Stored dataset entries:
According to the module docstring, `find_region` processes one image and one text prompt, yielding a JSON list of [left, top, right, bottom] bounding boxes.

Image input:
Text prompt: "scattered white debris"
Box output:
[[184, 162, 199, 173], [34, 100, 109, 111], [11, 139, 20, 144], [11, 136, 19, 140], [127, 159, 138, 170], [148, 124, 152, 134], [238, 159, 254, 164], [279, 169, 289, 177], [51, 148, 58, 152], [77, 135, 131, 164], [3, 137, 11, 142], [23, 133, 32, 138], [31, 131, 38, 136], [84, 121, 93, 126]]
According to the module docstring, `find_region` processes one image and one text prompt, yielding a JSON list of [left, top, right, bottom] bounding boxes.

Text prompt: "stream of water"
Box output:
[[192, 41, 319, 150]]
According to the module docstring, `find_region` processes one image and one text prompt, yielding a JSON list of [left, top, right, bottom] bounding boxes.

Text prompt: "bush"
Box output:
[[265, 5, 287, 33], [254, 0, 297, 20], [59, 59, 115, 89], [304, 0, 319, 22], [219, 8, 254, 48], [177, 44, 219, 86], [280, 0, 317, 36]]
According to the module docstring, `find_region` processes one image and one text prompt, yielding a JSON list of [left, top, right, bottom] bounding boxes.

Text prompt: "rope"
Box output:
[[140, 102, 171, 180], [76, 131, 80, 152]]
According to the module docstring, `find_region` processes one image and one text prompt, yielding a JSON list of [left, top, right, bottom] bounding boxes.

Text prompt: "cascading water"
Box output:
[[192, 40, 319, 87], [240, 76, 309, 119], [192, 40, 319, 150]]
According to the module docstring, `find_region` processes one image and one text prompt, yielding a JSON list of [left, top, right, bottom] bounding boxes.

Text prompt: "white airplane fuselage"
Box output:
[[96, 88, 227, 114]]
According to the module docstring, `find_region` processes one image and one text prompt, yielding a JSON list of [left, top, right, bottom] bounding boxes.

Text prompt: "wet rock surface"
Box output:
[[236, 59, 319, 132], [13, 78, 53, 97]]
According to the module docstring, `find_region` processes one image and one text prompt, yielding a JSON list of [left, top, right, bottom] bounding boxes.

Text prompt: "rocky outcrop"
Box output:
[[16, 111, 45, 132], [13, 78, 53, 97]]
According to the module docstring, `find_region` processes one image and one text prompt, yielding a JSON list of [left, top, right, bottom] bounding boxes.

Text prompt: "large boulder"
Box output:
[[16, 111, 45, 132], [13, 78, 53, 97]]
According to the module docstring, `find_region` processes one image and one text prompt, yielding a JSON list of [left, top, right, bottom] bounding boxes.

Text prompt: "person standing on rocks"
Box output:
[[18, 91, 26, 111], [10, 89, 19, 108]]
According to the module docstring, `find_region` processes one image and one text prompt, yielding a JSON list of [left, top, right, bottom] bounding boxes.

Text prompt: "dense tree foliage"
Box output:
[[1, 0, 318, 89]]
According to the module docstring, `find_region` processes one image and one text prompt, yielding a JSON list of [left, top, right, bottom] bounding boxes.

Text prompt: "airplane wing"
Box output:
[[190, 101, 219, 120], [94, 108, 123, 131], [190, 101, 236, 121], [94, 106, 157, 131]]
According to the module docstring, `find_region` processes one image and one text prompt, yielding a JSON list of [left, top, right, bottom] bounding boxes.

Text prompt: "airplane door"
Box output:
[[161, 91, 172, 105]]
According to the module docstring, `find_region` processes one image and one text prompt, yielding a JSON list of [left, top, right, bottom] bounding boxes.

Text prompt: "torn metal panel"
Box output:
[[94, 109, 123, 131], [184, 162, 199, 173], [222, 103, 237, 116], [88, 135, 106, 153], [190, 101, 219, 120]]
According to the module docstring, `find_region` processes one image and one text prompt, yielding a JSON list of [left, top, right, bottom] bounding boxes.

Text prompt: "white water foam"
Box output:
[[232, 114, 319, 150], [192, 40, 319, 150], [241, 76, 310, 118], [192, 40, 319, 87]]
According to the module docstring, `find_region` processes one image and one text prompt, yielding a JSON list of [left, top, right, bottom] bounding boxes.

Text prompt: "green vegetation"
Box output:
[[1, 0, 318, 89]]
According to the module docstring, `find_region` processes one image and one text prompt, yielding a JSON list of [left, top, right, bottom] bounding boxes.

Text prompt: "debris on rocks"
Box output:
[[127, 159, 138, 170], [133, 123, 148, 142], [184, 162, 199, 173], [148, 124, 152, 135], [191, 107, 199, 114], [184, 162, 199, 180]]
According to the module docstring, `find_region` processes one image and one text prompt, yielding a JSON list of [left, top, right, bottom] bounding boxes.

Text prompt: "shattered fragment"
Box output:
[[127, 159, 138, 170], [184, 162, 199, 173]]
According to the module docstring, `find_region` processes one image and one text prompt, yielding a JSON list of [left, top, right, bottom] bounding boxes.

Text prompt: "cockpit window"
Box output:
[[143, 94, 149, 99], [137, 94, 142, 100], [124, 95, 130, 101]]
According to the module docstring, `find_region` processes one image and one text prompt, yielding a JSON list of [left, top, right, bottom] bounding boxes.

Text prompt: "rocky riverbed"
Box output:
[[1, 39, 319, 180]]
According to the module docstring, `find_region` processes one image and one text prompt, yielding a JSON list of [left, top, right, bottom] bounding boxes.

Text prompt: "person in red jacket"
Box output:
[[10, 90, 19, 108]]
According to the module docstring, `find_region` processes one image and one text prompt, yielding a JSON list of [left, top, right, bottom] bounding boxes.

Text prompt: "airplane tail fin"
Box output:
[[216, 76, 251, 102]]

• _Task goal_
Please state how many lines of the entries above contain the word "rocky". Give only the number.

• _Expected output_
2